• [Text section]
# # #

The Focus Bigger may be better when it comes to the size of a medical practice, researchers from the University of Pittsburgh and the Harvard School of Public Health reported last week in the Annals of Internal Medicine.

On four of six measures of quality, including the percentage of patients who received mammograms, Pap smears or eye exams for diabetics, primary care practices with more doctors scored higher than those with fewer physicians. That finding is contrary to the widespread public perception that the best care is provided by a neighborhood practice consisting of a few doctors.

Researchers led by Ateev Mehrotra, an assistant professor of internal medicine at the University of Pittsburgh School of Medicine and policy researcher at the RAND Corp., compared data from 119 California physicians' groups that contracted with PacifiCare, a large California HMO, for a 12-month period beginning in July 1999. An estimated 1.7 million patients were involved.

Their goal was to compare the care delivered in large group practices involving dozens or even hundreds of doctors, such as those employed by Kaiser Permanente or affiliated with large teaching hospitals, with small practices consisting of three or fewer physicians.

What They Found Previous studies have analyzed data such as the use of electronic medical records and other technology, but until now no study has examined the delivery of services, such as use of mammography or asthma medication, as markers of quality.

The disparity in mammography was particularly surprising, Mehrotra said: Seventy-three percent of eligible patients in the large medical groups received it, compared with 58 percent in the smaller practices.

"I was expecting maybe a 10-point difference," he said.

# # #

• [Listed entries]
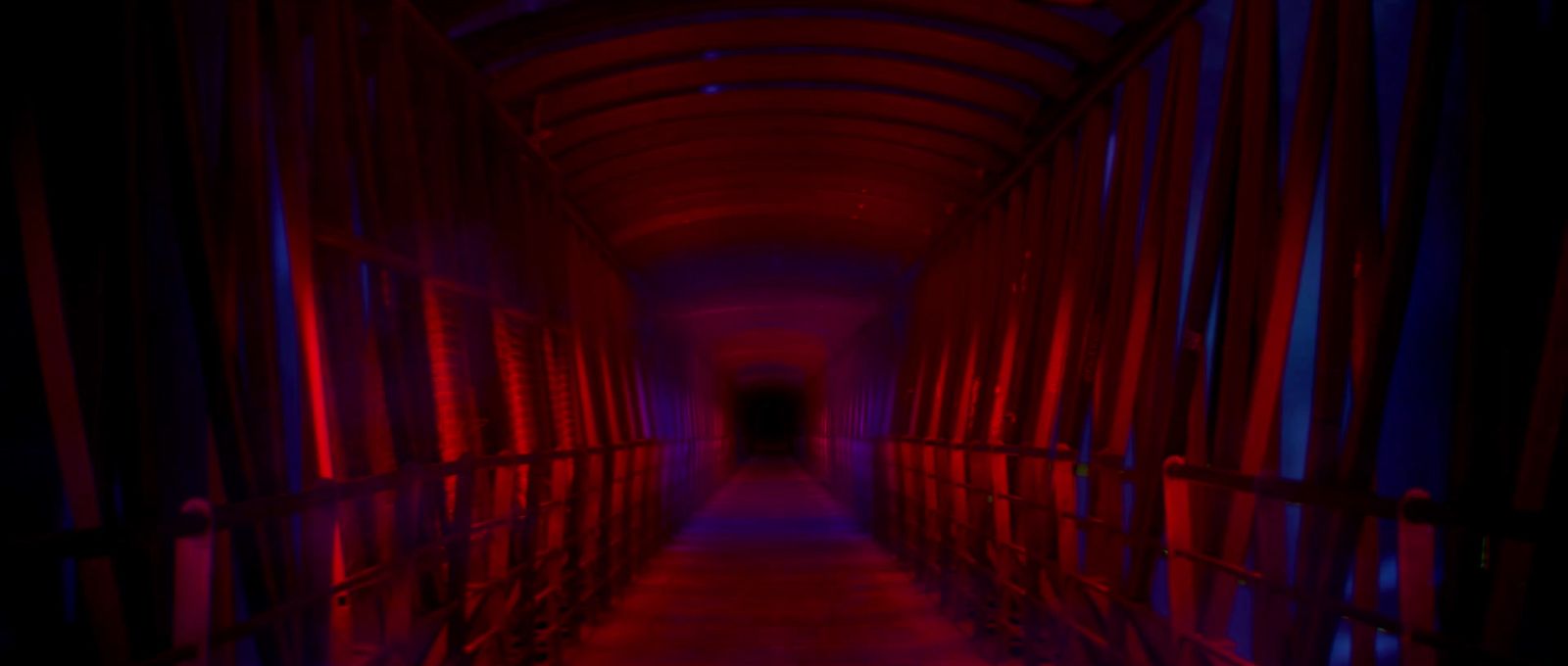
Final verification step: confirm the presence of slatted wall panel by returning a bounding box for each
[810,0,1568,664]
[0,0,727,664]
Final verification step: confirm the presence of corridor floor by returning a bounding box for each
[569,460,985,666]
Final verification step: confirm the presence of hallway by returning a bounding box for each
[0,0,1568,666]
[567,459,985,666]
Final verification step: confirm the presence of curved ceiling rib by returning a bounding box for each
[416,0,1162,384]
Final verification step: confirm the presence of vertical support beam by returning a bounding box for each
[11,101,128,663]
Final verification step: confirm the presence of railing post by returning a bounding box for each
[1163,456,1198,642]
[1398,488,1438,666]
[174,497,214,666]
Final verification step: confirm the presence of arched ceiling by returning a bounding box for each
[416,0,1166,379]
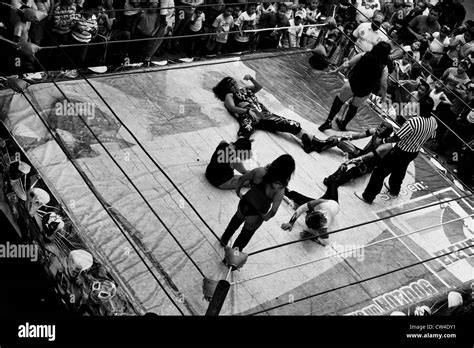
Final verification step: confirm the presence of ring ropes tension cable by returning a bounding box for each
[22,92,184,315]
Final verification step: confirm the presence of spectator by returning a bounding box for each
[258,4,290,49]
[356,0,380,24]
[183,7,206,57]
[353,12,389,53]
[70,0,97,67]
[449,27,474,59]
[403,41,421,62]
[438,0,466,29]
[429,25,451,64]
[430,80,452,112]
[288,12,303,47]
[441,60,470,97]
[408,8,441,41]
[210,6,234,54]
[233,4,257,52]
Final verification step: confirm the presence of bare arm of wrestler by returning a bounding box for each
[262,189,285,221]
[235,167,267,198]
[244,74,263,93]
[281,199,325,232]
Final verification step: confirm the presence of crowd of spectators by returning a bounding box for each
[0,0,474,185]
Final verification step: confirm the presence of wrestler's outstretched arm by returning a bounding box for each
[244,74,263,93]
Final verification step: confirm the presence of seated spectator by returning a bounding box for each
[356,0,383,24]
[404,0,427,27]
[30,0,54,46]
[430,80,452,111]
[208,6,234,54]
[437,0,466,29]
[441,60,471,98]
[258,4,290,49]
[449,27,474,59]
[183,7,206,57]
[329,23,354,66]
[393,52,414,80]
[403,41,421,62]
[70,0,97,67]
[429,25,451,64]
[233,4,257,52]
[353,11,389,53]
[407,7,441,41]
[385,0,405,25]
[288,12,303,47]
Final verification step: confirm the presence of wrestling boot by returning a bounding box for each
[323,163,347,186]
[311,137,338,152]
[318,97,344,132]
[301,133,314,153]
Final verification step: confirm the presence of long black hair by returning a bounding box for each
[262,154,296,186]
[212,76,234,101]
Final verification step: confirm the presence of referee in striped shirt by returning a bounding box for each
[354,96,438,204]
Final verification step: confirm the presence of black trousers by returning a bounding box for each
[237,112,301,137]
[362,146,418,202]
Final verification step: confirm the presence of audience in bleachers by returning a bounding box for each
[0,0,474,188]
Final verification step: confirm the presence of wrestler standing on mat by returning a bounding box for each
[212,75,313,152]
[221,154,295,251]
[319,41,391,132]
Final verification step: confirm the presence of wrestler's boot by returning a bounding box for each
[323,163,350,186]
[336,104,359,131]
[311,136,338,152]
[318,97,344,132]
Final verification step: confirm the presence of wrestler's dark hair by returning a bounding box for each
[234,137,252,151]
[212,76,234,101]
[378,121,393,138]
[305,211,328,230]
[262,154,296,186]
[366,41,392,66]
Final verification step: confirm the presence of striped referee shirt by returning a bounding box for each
[396,116,438,152]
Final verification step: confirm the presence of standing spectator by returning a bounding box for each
[356,0,380,24]
[183,7,206,57]
[30,0,54,46]
[70,0,97,67]
[408,7,441,41]
[449,27,474,59]
[233,4,257,52]
[441,60,470,97]
[354,97,437,204]
[404,0,426,27]
[352,12,389,53]
[258,4,290,49]
[172,0,204,51]
[429,25,451,64]
[210,6,234,54]
[288,12,303,47]
[438,0,466,29]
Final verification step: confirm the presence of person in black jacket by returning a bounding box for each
[319,41,391,132]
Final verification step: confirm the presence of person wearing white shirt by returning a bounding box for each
[352,13,389,53]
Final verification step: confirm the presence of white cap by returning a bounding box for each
[448,291,462,308]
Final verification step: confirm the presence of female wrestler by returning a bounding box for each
[319,41,391,132]
[212,75,318,151]
[221,154,295,251]
[281,184,339,246]
[206,138,252,190]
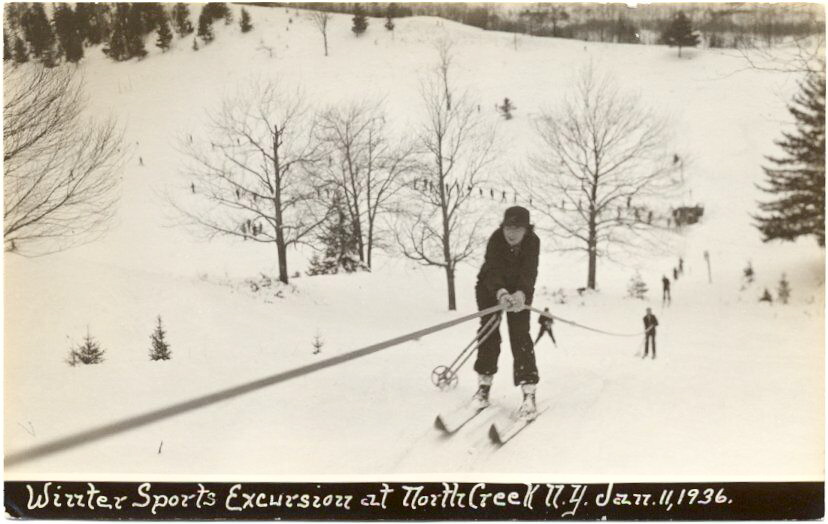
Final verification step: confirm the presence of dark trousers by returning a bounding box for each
[535,326,558,346]
[644,331,655,358]
[474,286,538,386]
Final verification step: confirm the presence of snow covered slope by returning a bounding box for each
[4,6,824,481]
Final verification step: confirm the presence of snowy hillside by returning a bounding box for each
[4,6,825,481]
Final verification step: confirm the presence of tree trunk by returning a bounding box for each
[365,216,374,269]
[276,236,288,284]
[446,264,457,311]
[273,125,288,284]
[587,243,598,289]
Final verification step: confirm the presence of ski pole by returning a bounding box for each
[431,311,500,389]
[524,306,645,337]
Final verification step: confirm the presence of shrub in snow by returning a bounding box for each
[497,98,517,120]
[150,315,172,360]
[552,287,567,304]
[776,273,791,304]
[627,273,647,300]
[351,4,368,36]
[239,8,253,33]
[312,333,325,355]
[66,329,106,367]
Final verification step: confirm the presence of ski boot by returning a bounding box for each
[518,384,538,420]
[471,375,492,410]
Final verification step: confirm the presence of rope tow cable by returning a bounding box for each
[526,306,646,337]
[4,305,504,467]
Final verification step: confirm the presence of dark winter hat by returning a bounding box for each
[501,206,529,227]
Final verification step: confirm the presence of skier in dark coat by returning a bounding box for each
[641,308,658,358]
[535,307,558,347]
[473,206,540,418]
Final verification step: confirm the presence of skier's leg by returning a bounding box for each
[474,286,500,375]
[506,309,538,386]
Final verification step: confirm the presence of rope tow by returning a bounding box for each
[526,306,645,337]
[5,305,644,467]
[5,306,503,467]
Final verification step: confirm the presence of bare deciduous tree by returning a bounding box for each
[319,102,414,267]
[172,83,327,283]
[516,67,680,289]
[397,75,495,311]
[3,65,124,255]
[310,11,331,56]
[434,37,454,111]
[738,27,825,74]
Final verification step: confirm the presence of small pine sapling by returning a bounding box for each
[312,332,325,355]
[497,98,517,120]
[627,273,648,300]
[150,315,172,360]
[66,328,106,367]
[776,273,791,304]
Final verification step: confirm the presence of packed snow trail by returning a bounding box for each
[5,305,503,467]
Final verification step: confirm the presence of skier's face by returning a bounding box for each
[503,226,526,246]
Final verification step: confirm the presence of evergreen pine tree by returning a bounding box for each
[308,194,367,276]
[776,273,791,304]
[150,315,172,360]
[351,3,368,36]
[133,2,167,34]
[84,2,112,45]
[753,71,825,246]
[239,7,253,33]
[14,36,29,64]
[24,3,57,63]
[127,3,147,58]
[66,329,106,367]
[196,9,215,44]
[661,11,699,57]
[385,2,399,31]
[172,3,193,38]
[155,17,172,51]
[52,3,83,62]
[103,2,130,62]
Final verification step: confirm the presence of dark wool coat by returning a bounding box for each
[644,315,658,335]
[477,228,540,304]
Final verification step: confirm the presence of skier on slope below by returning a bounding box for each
[472,206,540,419]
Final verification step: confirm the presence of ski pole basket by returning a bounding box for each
[431,311,500,391]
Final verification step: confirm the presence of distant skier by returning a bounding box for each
[472,206,540,419]
[641,308,658,358]
[535,307,558,347]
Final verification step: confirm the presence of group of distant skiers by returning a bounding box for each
[472,206,668,420]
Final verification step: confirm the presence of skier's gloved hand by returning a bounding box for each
[497,289,512,311]
[512,290,526,313]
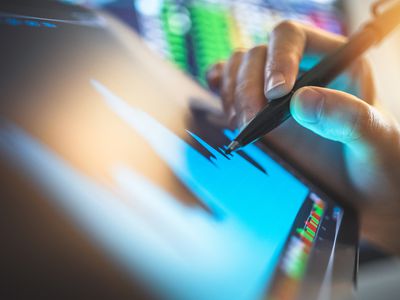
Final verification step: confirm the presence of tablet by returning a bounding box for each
[0,1,357,300]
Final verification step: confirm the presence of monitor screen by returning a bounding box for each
[0,4,354,299]
[61,0,345,84]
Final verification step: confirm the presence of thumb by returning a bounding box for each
[291,87,390,147]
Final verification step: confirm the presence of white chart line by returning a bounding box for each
[0,12,106,27]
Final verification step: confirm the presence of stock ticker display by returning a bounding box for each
[62,0,345,83]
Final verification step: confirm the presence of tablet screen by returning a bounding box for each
[0,1,356,299]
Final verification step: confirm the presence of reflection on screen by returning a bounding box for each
[0,80,309,299]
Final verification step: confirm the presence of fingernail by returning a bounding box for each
[292,88,324,124]
[228,107,236,123]
[238,113,249,130]
[265,72,286,99]
[206,67,218,80]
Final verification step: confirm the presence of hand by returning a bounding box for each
[207,21,400,254]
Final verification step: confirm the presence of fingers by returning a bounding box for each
[234,46,267,128]
[291,87,390,150]
[264,21,345,100]
[265,21,306,100]
[219,51,244,120]
[206,62,224,92]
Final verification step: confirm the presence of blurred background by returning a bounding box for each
[56,0,400,299]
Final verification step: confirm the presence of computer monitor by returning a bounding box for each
[67,0,346,84]
[0,1,358,300]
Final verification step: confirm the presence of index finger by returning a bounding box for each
[264,21,345,100]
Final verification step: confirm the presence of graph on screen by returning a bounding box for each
[0,80,309,300]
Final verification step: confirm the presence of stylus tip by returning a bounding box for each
[225,141,240,154]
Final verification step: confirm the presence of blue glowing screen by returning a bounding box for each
[0,80,309,300]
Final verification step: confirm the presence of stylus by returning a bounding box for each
[225,0,400,154]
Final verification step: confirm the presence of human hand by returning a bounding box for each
[207,22,400,254]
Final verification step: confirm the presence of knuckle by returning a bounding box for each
[247,45,267,56]
[348,102,379,141]
[234,80,260,109]
[272,20,299,35]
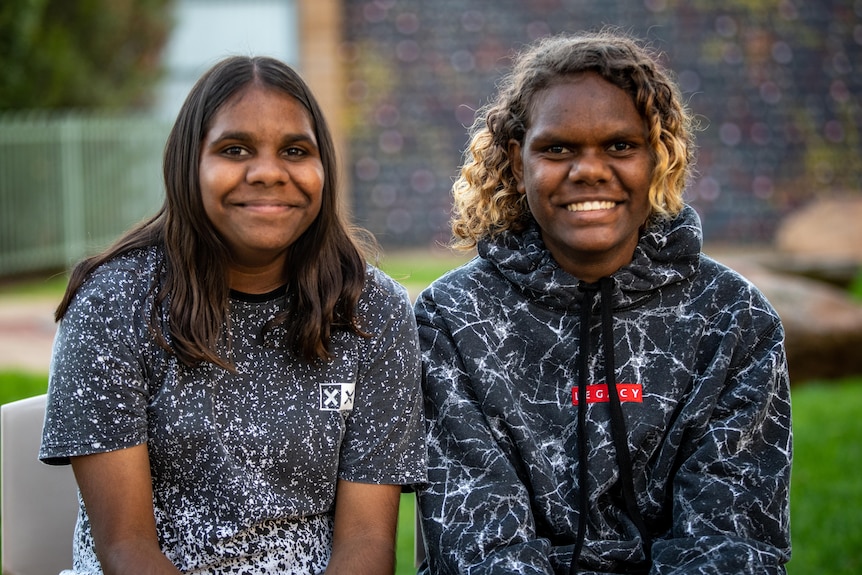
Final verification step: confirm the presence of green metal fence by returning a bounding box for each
[0,113,170,277]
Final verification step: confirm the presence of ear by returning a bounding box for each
[508,139,527,194]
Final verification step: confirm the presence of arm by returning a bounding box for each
[651,326,792,575]
[417,308,570,575]
[72,444,184,575]
[326,480,401,575]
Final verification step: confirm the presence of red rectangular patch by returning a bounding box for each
[572,383,643,405]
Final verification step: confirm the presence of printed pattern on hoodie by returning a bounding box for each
[40,248,425,575]
[415,207,791,575]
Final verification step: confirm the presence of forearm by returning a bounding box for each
[96,540,180,575]
[326,537,395,575]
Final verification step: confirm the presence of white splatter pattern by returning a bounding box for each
[40,248,426,575]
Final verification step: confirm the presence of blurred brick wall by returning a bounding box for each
[341,0,862,247]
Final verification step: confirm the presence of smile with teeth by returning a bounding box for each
[566,201,617,212]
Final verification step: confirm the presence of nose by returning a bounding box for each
[569,152,611,186]
[246,152,288,187]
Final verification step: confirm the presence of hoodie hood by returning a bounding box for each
[478,205,703,309]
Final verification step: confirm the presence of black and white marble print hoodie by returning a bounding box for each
[415,207,791,575]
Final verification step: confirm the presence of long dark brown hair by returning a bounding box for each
[55,56,373,369]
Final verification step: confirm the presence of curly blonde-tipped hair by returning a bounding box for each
[452,29,694,250]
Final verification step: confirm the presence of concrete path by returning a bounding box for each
[0,295,58,375]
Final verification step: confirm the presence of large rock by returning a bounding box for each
[764,195,862,287]
[716,255,862,383]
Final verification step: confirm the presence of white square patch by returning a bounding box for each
[320,383,356,411]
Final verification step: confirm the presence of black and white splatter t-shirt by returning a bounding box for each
[416,207,791,575]
[39,248,425,575]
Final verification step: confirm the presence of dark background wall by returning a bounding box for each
[342,0,862,247]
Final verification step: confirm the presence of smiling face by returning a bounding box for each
[200,84,324,292]
[509,72,653,282]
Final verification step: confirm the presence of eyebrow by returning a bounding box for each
[210,131,317,147]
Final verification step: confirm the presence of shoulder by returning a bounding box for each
[692,255,781,330]
[357,264,413,328]
[70,247,164,320]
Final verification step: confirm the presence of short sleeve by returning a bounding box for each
[339,270,426,485]
[39,270,153,465]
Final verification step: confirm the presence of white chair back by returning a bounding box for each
[0,395,78,575]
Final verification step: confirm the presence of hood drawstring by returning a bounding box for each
[569,277,652,575]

# # #

• [Exercise set]
- 1) In the passage on medical practice size, rewrite the text between "Their goal was" and "or fewer physicians.", inclusive, substituting "academic medical centers" for "large teaching hospitals".
- 2) According to the passage on medical practice size, what percentage of eligible patients in the smaller practices received mammograms?

• [Solutions to the exercise]
- 1)
Their goal was to compare the care delivered in large group practices involving dozens or even hundreds of doctors, such as those employed by Kaiser Permanente or affiliated with academic medical centers, with small practices consisting of three or fewer physicians.

- 2) 58 percent